Lay out as a Markdown table with the columns Number and Line the part that opens with the line containing "Exercise. Tag the snow-covered" and closes with the line containing "x=1161, y=453". Number each line and leave out any blank lines.

A run of rows:
((

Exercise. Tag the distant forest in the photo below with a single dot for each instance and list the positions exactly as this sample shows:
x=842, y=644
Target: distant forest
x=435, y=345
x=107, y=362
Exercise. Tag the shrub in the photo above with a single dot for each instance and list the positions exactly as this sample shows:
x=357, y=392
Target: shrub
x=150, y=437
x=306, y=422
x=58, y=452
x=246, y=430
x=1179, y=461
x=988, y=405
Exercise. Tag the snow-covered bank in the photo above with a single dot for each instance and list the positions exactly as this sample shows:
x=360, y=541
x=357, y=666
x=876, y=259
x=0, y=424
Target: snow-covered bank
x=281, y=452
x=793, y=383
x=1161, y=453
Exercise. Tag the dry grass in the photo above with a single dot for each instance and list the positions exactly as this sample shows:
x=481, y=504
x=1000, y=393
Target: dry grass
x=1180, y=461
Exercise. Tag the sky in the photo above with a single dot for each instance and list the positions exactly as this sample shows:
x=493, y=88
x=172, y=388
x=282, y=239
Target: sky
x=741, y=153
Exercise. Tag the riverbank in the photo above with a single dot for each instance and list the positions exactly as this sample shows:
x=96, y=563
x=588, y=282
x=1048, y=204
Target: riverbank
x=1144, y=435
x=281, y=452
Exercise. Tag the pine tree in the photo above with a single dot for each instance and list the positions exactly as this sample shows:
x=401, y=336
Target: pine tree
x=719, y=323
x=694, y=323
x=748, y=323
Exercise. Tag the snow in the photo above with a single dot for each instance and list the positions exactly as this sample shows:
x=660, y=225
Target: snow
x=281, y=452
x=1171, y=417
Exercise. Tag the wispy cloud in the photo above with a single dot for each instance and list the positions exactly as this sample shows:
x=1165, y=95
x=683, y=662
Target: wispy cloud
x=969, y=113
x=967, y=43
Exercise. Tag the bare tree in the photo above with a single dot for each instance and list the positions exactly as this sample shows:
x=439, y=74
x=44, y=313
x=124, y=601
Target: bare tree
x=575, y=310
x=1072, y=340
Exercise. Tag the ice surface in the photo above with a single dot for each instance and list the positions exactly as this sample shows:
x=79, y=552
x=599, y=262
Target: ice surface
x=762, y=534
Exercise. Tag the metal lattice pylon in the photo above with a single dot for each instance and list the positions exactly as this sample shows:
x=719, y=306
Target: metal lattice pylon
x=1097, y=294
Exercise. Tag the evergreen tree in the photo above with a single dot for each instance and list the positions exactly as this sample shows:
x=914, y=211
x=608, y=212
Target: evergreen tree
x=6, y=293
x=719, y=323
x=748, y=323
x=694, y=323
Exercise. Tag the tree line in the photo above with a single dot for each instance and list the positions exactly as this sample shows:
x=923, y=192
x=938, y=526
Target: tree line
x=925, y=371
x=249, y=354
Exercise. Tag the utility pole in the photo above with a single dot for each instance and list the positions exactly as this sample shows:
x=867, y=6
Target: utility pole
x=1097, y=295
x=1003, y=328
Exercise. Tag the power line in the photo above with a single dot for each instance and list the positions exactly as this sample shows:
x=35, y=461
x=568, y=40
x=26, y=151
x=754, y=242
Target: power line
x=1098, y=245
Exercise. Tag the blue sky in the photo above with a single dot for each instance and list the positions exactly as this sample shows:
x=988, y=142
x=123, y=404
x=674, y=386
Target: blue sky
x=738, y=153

))

TASK RESULT.
| Number | Line |
|---|---|
| 1 | Exercise. Tag the snow-covered bank in the photo above with a single dot for each instance and list the positions exactly as this sample shows: |
| 2 | x=360, y=541 |
| 3 | x=357, y=666 |
| 4 | x=876, y=259 |
| 5 | x=0, y=424 |
| 6 | Target: snow-covered bank |
| 7 | x=281, y=452 |
| 8 | x=793, y=383 |
| 9 | x=1161, y=453 |